Starting with the line that has "Tag one spot per instance of the yellow" in the records below and ending with the line that has "Tag one spot per instance of the wooden", output those lines exactly and nothing more; omit the pictures.

— Exercise input —
• • • •

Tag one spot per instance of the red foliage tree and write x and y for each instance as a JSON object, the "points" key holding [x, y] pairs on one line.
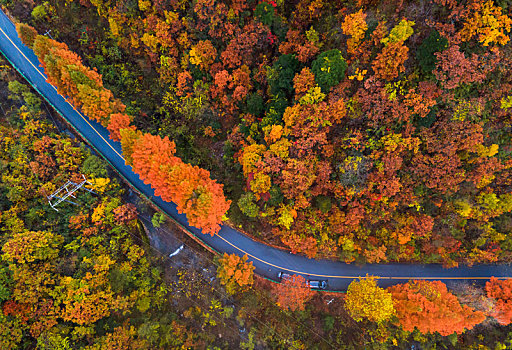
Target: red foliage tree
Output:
{"points": [[293, 292], [117, 122], [430, 307], [501, 290]]}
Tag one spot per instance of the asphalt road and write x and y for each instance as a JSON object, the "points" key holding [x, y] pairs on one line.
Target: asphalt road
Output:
{"points": [[267, 260]]}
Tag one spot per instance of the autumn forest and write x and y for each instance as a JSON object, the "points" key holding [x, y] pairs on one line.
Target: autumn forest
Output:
{"points": [[360, 131]]}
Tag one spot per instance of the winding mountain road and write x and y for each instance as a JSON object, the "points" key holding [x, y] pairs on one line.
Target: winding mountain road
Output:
{"points": [[267, 260]]}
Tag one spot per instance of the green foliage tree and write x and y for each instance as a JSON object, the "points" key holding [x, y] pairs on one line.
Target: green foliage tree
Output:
{"points": [[329, 69], [425, 54], [248, 206]]}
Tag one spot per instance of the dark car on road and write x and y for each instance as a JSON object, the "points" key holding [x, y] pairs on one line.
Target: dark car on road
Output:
{"points": [[317, 284]]}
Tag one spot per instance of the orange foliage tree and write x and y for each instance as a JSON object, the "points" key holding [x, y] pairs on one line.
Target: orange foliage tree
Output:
{"points": [[293, 292], [430, 307], [390, 62], [501, 290], [355, 26], [66, 71], [190, 187], [235, 273], [117, 122], [152, 157], [486, 21]]}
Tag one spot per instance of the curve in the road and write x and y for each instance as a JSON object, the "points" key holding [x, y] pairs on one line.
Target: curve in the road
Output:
{"points": [[267, 260]]}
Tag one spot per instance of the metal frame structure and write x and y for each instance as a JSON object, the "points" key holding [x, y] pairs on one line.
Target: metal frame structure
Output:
{"points": [[70, 188]]}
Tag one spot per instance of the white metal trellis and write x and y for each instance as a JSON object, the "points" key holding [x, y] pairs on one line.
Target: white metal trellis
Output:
{"points": [[67, 190]]}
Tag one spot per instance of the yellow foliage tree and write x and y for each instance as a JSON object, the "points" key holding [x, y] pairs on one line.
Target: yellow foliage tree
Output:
{"points": [[488, 23], [355, 26], [366, 300]]}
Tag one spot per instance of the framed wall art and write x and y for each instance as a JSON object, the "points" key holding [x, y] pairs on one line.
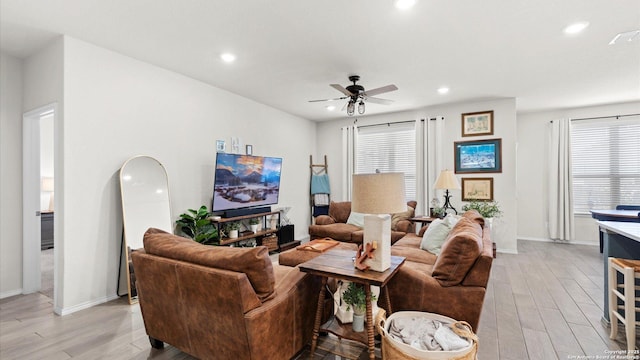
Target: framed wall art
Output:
{"points": [[480, 156], [477, 124], [477, 189]]}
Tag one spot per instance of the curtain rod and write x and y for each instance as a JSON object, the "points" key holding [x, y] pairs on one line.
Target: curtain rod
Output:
{"points": [[388, 124], [603, 117]]}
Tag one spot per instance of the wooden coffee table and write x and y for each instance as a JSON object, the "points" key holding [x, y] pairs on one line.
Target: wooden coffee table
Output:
{"points": [[339, 264]]}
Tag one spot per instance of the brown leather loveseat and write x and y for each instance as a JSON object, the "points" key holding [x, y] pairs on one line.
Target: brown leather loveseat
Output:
{"points": [[335, 225], [221, 302], [452, 283]]}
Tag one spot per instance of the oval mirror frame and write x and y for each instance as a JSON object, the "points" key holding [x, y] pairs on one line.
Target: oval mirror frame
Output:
{"points": [[144, 188]]}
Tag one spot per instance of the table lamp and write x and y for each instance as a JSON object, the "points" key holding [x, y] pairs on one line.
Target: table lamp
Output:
{"points": [[377, 196], [447, 180]]}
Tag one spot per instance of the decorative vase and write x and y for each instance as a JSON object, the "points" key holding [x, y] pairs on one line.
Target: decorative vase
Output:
{"points": [[358, 322]]}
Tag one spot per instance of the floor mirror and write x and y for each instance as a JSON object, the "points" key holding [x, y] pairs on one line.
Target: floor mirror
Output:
{"points": [[144, 189]]}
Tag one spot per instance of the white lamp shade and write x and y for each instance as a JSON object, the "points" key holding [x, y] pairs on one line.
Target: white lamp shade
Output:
{"points": [[447, 180], [378, 193]]}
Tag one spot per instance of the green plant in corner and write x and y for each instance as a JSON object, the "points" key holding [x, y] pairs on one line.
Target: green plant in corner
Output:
{"points": [[355, 297], [196, 225], [488, 209]]}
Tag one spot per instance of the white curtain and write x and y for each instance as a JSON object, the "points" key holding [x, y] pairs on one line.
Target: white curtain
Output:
{"points": [[561, 221], [349, 137], [429, 158]]}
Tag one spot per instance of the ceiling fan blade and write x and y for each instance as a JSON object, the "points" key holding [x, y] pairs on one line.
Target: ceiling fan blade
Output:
{"points": [[340, 98], [342, 89], [378, 100], [381, 90]]}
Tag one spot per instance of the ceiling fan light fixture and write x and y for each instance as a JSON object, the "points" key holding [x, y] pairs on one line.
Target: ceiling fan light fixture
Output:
{"points": [[351, 108]]}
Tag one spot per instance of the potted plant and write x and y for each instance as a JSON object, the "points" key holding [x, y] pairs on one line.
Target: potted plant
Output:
{"points": [[254, 222], [438, 212], [232, 228], [196, 225], [488, 209], [355, 297]]}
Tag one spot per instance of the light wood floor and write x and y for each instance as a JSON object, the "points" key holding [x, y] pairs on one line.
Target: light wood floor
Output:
{"points": [[544, 303]]}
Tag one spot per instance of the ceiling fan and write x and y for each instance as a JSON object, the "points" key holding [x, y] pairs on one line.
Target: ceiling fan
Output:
{"points": [[357, 95]]}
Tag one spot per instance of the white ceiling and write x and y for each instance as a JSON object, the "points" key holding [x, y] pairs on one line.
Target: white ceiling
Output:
{"points": [[289, 51]]}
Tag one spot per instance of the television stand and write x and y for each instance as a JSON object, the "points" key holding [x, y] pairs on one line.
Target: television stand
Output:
{"points": [[264, 236]]}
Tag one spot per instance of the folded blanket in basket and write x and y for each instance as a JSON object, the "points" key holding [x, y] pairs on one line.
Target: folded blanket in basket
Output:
{"points": [[426, 334]]}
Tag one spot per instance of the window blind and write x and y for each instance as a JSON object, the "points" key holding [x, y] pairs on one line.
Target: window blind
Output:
{"points": [[606, 163], [388, 148]]}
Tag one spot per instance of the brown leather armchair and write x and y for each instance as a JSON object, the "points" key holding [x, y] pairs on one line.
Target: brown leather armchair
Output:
{"points": [[220, 302]]}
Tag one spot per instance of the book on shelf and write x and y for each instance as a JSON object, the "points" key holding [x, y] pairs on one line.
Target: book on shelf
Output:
{"points": [[318, 245]]}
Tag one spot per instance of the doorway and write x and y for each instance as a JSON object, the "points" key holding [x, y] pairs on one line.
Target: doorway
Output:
{"points": [[38, 201]]}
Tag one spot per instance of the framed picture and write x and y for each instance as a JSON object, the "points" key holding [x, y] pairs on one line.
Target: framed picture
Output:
{"points": [[220, 145], [477, 124], [481, 156], [478, 189]]}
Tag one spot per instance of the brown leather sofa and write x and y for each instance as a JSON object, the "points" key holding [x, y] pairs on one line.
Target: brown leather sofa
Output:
{"points": [[451, 284], [221, 302], [334, 225]]}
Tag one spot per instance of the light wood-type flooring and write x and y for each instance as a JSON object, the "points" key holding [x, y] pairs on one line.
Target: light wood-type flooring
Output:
{"points": [[544, 303]]}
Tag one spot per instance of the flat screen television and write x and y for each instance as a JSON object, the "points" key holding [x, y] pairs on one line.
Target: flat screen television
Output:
{"points": [[245, 181]]}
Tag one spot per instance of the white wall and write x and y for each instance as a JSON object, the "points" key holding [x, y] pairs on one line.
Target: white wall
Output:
{"points": [[10, 175], [329, 143], [117, 107], [532, 170]]}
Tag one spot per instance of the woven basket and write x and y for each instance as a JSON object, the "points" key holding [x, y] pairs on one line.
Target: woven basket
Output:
{"points": [[394, 350]]}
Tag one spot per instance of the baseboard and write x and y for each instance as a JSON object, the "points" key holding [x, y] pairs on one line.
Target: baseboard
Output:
{"points": [[86, 305], [10, 293], [559, 242]]}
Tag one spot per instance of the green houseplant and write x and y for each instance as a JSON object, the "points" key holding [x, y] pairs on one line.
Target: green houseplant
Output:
{"points": [[231, 229], [196, 225], [488, 209], [355, 297]]}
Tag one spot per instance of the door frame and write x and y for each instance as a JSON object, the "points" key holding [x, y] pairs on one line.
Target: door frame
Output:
{"points": [[31, 237]]}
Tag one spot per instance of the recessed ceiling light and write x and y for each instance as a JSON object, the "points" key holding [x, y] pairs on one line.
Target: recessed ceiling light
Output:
{"points": [[576, 28], [228, 57], [404, 4], [626, 37]]}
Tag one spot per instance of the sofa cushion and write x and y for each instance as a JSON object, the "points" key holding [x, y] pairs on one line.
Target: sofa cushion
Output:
{"points": [[437, 233], [254, 262], [340, 211], [356, 219], [459, 252], [397, 217], [337, 231]]}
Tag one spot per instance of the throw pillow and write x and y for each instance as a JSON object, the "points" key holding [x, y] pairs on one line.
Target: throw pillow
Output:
{"points": [[437, 233], [397, 217], [356, 219], [459, 252]]}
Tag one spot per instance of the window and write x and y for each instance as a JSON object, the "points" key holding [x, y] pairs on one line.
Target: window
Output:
{"points": [[606, 163], [388, 148]]}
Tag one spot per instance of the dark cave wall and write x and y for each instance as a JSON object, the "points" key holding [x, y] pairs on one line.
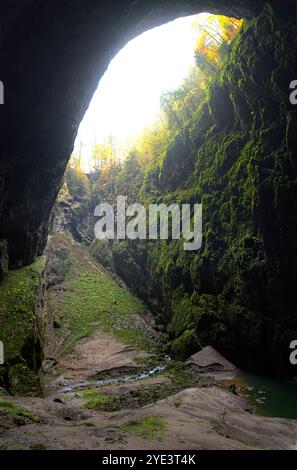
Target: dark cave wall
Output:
{"points": [[52, 56]]}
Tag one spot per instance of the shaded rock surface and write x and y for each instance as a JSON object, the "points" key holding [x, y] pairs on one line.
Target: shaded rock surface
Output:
{"points": [[206, 419], [210, 360]]}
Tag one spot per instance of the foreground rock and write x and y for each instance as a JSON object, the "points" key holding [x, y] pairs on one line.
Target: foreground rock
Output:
{"points": [[211, 362], [192, 419]]}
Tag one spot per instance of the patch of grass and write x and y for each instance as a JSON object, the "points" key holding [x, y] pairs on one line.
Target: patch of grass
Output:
{"points": [[150, 428], [92, 300], [178, 402], [18, 411], [18, 295]]}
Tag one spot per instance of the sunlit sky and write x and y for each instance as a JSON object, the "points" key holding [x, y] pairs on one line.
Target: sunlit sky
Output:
{"points": [[128, 95]]}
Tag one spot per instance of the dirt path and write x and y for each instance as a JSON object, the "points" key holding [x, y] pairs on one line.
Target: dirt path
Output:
{"points": [[174, 409]]}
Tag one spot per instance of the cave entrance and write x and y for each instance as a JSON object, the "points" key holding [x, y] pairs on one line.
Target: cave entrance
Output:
{"points": [[148, 95]]}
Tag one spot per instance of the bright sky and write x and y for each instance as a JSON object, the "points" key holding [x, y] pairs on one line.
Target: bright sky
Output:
{"points": [[128, 95]]}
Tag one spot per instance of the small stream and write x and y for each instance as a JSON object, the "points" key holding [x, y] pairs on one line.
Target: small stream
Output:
{"points": [[122, 379]]}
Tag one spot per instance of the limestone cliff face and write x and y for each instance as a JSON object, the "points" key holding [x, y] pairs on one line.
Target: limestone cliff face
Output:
{"points": [[22, 328], [238, 157]]}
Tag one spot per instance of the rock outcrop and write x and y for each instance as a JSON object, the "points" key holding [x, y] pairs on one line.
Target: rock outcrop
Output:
{"points": [[238, 158], [60, 49]]}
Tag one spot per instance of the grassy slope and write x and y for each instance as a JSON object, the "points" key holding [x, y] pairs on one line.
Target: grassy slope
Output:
{"points": [[90, 298], [18, 295]]}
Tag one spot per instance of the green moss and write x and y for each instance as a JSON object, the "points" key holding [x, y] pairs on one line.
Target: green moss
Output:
{"points": [[3, 259], [180, 375], [18, 297], [150, 428], [92, 299], [23, 381], [185, 345], [18, 411], [101, 251], [178, 402]]}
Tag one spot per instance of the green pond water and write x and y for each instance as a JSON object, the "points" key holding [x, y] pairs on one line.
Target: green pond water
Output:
{"points": [[271, 397]]}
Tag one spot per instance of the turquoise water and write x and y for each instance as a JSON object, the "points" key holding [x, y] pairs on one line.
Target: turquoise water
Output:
{"points": [[271, 397]]}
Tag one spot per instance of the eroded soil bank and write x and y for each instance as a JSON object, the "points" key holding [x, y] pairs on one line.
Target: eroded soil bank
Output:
{"points": [[100, 348]]}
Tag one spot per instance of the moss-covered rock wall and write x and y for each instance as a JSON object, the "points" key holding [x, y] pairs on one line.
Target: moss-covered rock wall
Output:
{"points": [[237, 158], [22, 329]]}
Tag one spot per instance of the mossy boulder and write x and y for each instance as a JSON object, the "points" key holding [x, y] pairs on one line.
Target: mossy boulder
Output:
{"points": [[22, 328], [101, 251]]}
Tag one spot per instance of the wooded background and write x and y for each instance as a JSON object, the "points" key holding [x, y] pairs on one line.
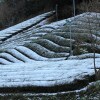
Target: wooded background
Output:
{"points": [[16, 11]]}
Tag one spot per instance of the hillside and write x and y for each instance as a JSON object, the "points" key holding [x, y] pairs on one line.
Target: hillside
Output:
{"points": [[35, 54]]}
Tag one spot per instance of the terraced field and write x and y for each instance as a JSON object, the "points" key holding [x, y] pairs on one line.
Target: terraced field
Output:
{"points": [[48, 44]]}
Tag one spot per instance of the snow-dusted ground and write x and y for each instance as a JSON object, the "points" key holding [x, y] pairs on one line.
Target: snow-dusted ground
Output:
{"points": [[44, 73], [20, 67]]}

• • • •

— The completed task —
Tag one spot per instance of the yellow foliage tree and write x and y for each instance as a JSON object, the "points" key holding [x, y] pairs on one line.
Target: yellow foliage tree
Output:
{"points": [[488, 23], [355, 26], [366, 300]]}
Tag one spot per instance of the framed wall art and write x and y for each instance as a JSON object, the "points" key holding [x, y] pairs on one line.
Target: framed wall art
Output:
{"points": [[480, 156], [477, 124], [477, 189]]}
Tag one spot per instance of the curtain rod and write x and y for each instance as a JSON object, the "points" key holding [x, y] pairs on one line.
Target: curtain rod
Output:
{"points": [[388, 124], [603, 117]]}
Tag one spot per instance of the wooden coffee table and write x and y for each instance as a JSON object, the "points" key holding [x, y] pairs on one line.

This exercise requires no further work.